Records drawn from a dataset:
= Beginning of Section =

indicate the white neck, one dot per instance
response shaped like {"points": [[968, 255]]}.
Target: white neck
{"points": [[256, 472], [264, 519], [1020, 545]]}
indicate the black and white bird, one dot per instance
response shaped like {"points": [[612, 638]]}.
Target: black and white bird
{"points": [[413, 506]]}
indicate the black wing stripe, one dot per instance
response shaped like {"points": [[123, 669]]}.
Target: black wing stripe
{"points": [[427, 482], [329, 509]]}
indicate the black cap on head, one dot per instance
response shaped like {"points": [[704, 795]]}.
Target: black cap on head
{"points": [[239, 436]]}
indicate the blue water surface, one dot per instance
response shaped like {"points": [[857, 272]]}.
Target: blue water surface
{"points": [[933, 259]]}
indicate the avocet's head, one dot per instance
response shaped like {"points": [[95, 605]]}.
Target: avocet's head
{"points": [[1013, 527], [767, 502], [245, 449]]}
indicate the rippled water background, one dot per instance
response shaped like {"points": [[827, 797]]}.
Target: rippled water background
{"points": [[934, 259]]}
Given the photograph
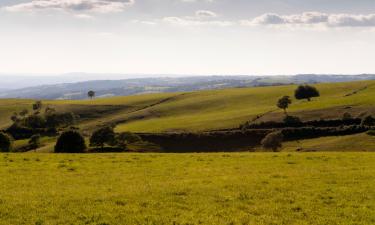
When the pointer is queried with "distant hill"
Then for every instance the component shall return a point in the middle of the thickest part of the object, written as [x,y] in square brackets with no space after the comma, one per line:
[135,86]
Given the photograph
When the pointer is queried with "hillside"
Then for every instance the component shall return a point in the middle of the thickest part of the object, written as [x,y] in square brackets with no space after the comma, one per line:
[208,110]
[70,88]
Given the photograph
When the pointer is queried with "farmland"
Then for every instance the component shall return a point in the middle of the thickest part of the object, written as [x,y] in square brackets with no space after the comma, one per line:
[208,110]
[221,188]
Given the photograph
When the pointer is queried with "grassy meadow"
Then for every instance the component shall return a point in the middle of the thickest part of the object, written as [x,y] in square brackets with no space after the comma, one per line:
[236,188]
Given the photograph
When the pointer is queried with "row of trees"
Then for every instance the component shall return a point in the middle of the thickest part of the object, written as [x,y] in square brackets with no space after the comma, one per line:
[72,141]
[273,141]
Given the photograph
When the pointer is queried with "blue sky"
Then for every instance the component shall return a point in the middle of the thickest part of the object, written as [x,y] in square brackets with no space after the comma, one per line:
[187,36]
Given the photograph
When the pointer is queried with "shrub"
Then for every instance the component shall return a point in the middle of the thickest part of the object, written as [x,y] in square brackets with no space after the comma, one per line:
[306,92]
[35,121]
[125,138]
[284,102]
[103,136]
[273,141]
[60,119]
[292,121]
[5,142]
[70,142]
[368,121]
[34,141]
[347,116]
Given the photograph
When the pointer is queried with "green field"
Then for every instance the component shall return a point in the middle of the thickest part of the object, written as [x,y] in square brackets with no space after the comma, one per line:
[241,188]
[208,110]
[349,143]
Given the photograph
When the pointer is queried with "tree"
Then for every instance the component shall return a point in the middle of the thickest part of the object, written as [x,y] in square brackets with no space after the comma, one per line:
[91,94]
[347,116]
[273,141]
[368,121]
[35,121]
[103,136]
[306,92]
[283,103]
[125,138]
[70,142]
[15,117]
[292,121]
[24,112]
[5,142]
[37,106]
[34,141]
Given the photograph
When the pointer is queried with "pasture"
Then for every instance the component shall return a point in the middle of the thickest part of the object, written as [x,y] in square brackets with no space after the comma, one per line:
[208,110]
[221,188]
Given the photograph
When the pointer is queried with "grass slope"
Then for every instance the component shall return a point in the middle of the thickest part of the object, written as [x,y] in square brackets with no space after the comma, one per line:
[303,188]
[209,110]
[350,143]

= End of Section =

Without the pictures, retype each line of the records above exactly.

indicate the white neck, one dot per instance
response shaped like {"points": [[968, 255]]}.
Target: white neck
{"points": [[256, 472], [264, 519], [1020, 545]]}
indicate the black and white bird, one dot per instance
response shaped like {"points": [[612, 638]]}.
Target: black and white bird
{"points": [[413, 506]]}
indicate the black wing stripe, one dot per instance
response shaped like {"points": [[123, 669]]}.
Target: black wing stripe
{"points": [[427, 482], [329, 509]]}
indicate the black cap on head, one dot per instance
response shaped like {"points": [[704, 795]]}.
Target: black cap on head
{"points": [[239, 436]]}
indicate the blue water surface, one dot per instance
response shaped like {"points": [[857, 272]]}.
Target: blue water surface
{"points": [[933, 259]]}
indicate the avocet's head, one dot per instance
response shaped like {"points": [[95, 605]]}.
Target: avocet's head
{"points": [[1013, 527], [767, 502], [245, 449]]}
indicate the rippled water background, one dot per instance
response shaped like {"points": [[827, 797]]}.
Target: rippled water background
{"points": [[934, 259]]}
Given the photograph
When the pointer is queried with "distant hill"
Then for every instance the component shall return a point in the middle of the thickest part of the object, written as [x,y] in square brackets with no space after the comma, one per line:
[135,86]
Given the photograph
When the pointer is queried with "hillside"
Then for every instance the component shall return a point in the middle of the thickest part of the object, written as [x,y] in square brackets with no space after the comma, one per line:
[208,110]
[70,88]
Given the photograph
When the pointer is queried with "farmland"
Then for every instance the component shall return a point in the middle of the thickest part of the object, written as [x,y] in square brackets with no space after the comma, one per line:
[208,110]
[221,188]
Given the photograph
When the pointer is queried with "grassy meadow"
Then for every instance the component shall return a point in the middle of the thickest part of the object, written as [x,y] in square brackets with no space after the comma, one per line:
[236,188]
Given the photograph
When the pointer is queried with "row of trees"
Then for every instance the component shall return a point in the middle of the thickest part of the object, written as [x,y] in square brackets with no space after the comma, one per line:
[72,141]
[273,141]
Given the photograph
When the pointer is queried with "blue sky"
Then for every instance the component shall return a point in the middle of the thickest part of the object, written as [x,y] in square brackets with no space after the comma, one per line:
[187,36]
Given the photograph
When the pointer is queried with "shrub"
Then for every instance the component shall return a point in the middle of the thickest part of the object, written as [x,y] in square brackets with no space after the comma, one per line:
[306,92]
[35,121]
[125,138]
[284,102]
[103,136]
[273,141]
[60,119]
[292,121]
[5,142]
[70,142]
[368,121]
[34,141]
[347,116]
Given the photograph
When the pointer is queried with "green field"
Then for every instance the component shall return a point in the middle of the thickest part of the object, written as [x,y] in square brackets with no space after the comma, one per line:
[241,188]
[208,110]
[349,143]
Given the photograph
When the pointer is queried with "tree"
Then for every instance the component shall return a point in the middle of the thickest part of the object, written as [x,y] in square brackets with no space after the comma, one per line:
[91,94]
[347,116]
[273,141]
[368,121]
[35,121]
[103,136]
[306,92]
[283,103]
[125,138]
[70,142]
[15,117]
[292,121]
[24,112]
[5,142]
[37,106]
[34,141]
Given the photograph
When the pointer is queried with "pasture"
Then for every instance the component shall return a point in the middle of the thickest part of the object, written as [x,y] in square brackets with no space after the comma, one per line:
[208,110]
[221,188]
Given the photograph
When the pointer is queried with "grass slope"
Then for every instance the component shall return a point in the middle of the thickest part of the object, written as [x,y] in square brackets with no space after the comma, one per line:
[303,188]
[209,110]
[350,143]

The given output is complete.